EXERCISE BRIEF: Every entry below should be reproduced exactly, with all pictures left out.

= = = = = = =

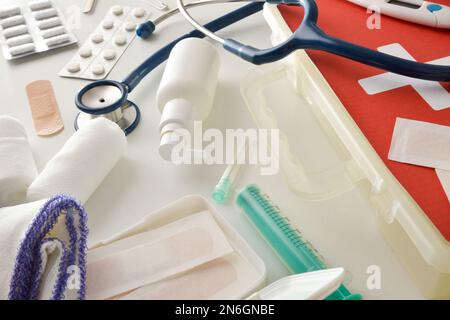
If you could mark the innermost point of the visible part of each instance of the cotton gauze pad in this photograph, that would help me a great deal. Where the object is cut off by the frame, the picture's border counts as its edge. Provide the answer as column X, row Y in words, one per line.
column 421, row 143
column 83, row 162
column 154, row 255
column 17, row 166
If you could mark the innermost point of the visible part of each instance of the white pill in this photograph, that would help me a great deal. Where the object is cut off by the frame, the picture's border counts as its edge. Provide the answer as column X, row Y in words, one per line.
column 73, row 67
column 40, row 4
column 97, row 38
column 54, row 41
column 117, row 10
column 129, row 26
column 22, row 49
column 85, row 52
column 48, row 33
column 108, row 24
column 17, row 41
column 139, row 12
column 109, row 54
column 45, row 14
column 9, row 11
column 15, row 31
column 98, row 69
column 12, row 21
column 120, row 40
column 49, row 23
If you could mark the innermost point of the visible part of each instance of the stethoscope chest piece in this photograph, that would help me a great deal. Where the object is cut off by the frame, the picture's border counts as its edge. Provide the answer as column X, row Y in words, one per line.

= = = = = = =

WRITTEN SOLUTION:
If you could mark the innermost point of the visible part of each instance of the cotton gauze pad in this photograph, that would help me a great deal. Where the object is cut off by the frame, the picture's border counts as its edge. Provide the answer as column X, row Y in words, one per line.
column 421, row 143
column 83, row 162
column 154, row 255
column 17, row 166
If you could mark the innermost point of the visible part of each instance of the white pill in this photograph, that would help me a great deal. Where the object is cut off by the frame, the picture's border counts as its edge. Provide the answer as column X, row Y in words, one per line.
column 73, row 67
column 40, row 4
column 97, row 38
column 54, row 41
column 117, row 10
column 129, row 26
column 22, row 49
column 85, row 52
column 48, row 33
column 108, row 24
column 17, row 41
column 139, row 12
column 109, row 54
column 45, row 14
column 9, row 11
column 15, row 31
column 98, row 69
column 12, row 21
column 120, row 40
column 49, row 23
If you could mark the innermost point of the visible part of each instance of the stethoscope chest piece in this photograph, that would help me a great deal. Where the object is cut off by the frame, the picture's border counts as its edge. Provide the answer as column X, row Y in words, one per line.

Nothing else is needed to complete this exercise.